--- QUOTED PASSAGE ---
-- Opening Marker --
But then I had this wicked awesome idea.
What if a Horcrux is the same effect, harnessed deliberately? That's why it requires human sacrifice -- the violent death of a wizard. A controlled ghost-making, operated by a wizard who remains conscious and alive through the whole process, can bind the mind into an object, arrange for contingent regrowth of the caster from the record... Yes. Horcruxes are ghosts created under controlled conditions.
Which in turn suggests that you might be able to make a dying person into a superghost (or maybe even an immortal living person). Kill them to make a horcrux, but make the sacrifice immortal instead of the caster.
ZOMG! That makes sense! So much sense that J.K. Rowling really missed a chance to have a great Revan Moment in canon. Imagine the shock ending if, as Voldemort staggers from a mortal wound in the last pages of Deathly Hallows, he explains this to Harry, then: "I...am only a shell...and have never been anything more. (cough) My purpose has only been to prepare you...Make you strong...make you gather the Hallows and become invincible... You. Are. Voldemort! BWA! HA! HAAAAAA!"
This would make sense of canon scenes like, for e.g., Voldy's re-animation ceremony in Goblet of Fire only using a little of Harry's blood, instead of having Ratface cut his throat, and how he calls his Death Eaters off and fights Harry solo instead of having them Just Shoot Him.
Back to MoR, yeah, I think "Harrymort" is a fiendishly cool idea! (up-voted)
Is it the author's opinion that the creation of house elves was a terribly evil deed? It would seem that to think that after their creation, they would want to do what they have been designed to do and so would be no more evil than creating an intelligence which would want to bowl and fish all day. Even if we accept that creating conscious entities which are forced by means of their preferences to do menial work is wrong, it would seem to be better to create them, than to force those who don't enjoy such work to do it. Is Harry just confused by his intuitions about the evil of slavery, without sufficient reflection?
ETA: While this argument works in the abstract and is useful for countering human biases against "slavery" and applies in the particular for the creation of Gammas, Deltas and Epsilons, house elves have addition features I wasn't considering which makes their creation morally evil.
Is it the author's opinion that the creation of house elves was a terribly evil deed?
It had been, but...
Even if we accept that creating conscious entities which are forced by means of their preferences to do menial work is wrong, it would seem to be better to create them, than to force those who don't enjoy such work to do it.
...is a powerful argument I had never considered.
Though there's logic to this argument, pretty much everything else about the way house elves were made is evil. They're created, or conditioned to brutally torture themselves if they even think they've displeased their masters or broken a rule. They have no labor rights and can be mistreated at will, to the point that mistreatment is built in as a product feature.
We can only imagine what sort of miserable Dickensian conditions they live in when they're not at work. They're forced to wear ragged, salvaged sacks, as giving them clothes = firing them, i.e. denying them the work and subservient position they're designed to want. This is a needless cruelty on top of everything else. Heck, if I were an aristocrat wizard with house elves, I'd want mine to go around in elegant livery, as a demonstration of how magnificent my Estate is. But I couldn't do that, because the poor little creatures were made (modified?) by a sadist.
-- Closing Marker --
--- TASKS AND EXERCISES ---
- A) In the discussion, what are house elves said to be forced to wear?
- B) Reproduce the discussion from "But then I had" to "of the caster.".

--- DATA SECTION ---
-- Opening Marker --
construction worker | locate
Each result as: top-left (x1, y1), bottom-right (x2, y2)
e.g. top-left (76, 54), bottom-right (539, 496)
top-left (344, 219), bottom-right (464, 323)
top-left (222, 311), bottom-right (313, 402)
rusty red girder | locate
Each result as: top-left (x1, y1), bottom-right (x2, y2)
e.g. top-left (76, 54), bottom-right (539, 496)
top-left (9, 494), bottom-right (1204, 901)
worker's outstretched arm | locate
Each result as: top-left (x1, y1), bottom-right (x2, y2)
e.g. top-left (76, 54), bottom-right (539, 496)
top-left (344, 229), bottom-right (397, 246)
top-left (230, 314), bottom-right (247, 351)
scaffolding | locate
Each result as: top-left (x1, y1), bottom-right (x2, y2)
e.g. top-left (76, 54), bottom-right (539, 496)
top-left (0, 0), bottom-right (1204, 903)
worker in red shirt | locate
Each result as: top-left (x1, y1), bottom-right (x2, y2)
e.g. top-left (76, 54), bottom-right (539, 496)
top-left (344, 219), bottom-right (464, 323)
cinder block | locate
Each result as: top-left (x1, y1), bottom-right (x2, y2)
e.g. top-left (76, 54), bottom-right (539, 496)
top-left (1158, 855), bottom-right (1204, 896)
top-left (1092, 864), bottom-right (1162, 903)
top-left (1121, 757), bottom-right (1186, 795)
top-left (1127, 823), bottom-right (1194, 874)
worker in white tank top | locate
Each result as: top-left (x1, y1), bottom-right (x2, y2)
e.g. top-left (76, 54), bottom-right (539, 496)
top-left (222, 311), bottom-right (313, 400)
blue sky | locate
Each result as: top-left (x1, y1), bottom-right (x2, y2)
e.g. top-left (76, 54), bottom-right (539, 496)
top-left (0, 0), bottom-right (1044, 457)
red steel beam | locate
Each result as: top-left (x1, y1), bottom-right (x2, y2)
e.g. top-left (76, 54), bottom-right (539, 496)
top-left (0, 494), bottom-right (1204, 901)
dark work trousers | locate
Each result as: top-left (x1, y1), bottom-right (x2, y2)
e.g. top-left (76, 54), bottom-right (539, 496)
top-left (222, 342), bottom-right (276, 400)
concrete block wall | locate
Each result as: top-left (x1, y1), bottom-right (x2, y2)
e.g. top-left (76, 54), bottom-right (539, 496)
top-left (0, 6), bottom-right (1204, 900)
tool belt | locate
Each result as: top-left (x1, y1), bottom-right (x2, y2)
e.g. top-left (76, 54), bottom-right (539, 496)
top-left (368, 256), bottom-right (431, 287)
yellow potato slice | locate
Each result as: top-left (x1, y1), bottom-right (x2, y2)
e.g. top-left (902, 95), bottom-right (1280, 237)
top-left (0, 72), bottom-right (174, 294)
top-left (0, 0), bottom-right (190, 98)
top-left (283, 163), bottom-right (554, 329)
-- Closing Marker --
--- ANSWERS BY ITEM NUMBER ---
- A) Ragged, salvaged sacks.

- B)
But then I had this wicked awesome idea.
What if a Horcrux is the same effect, harnessed deliberately? That's why it requires human sacrifice -- the violent death of a wizard. A controlled ghost-making, operated by a wizard who remains conscious and alive through the whole process, can bind the mind into an object, arrange for contingent regrowth of the caster from the record... Yes. Horcruxes are ghosts created under controlled conditions.
Which in turn suggests that you might be able to make a dying person into a superghost (or maybe even an immortal living person). Kill them to make a horcrux, but make the sacrifice immortal instead of the caster.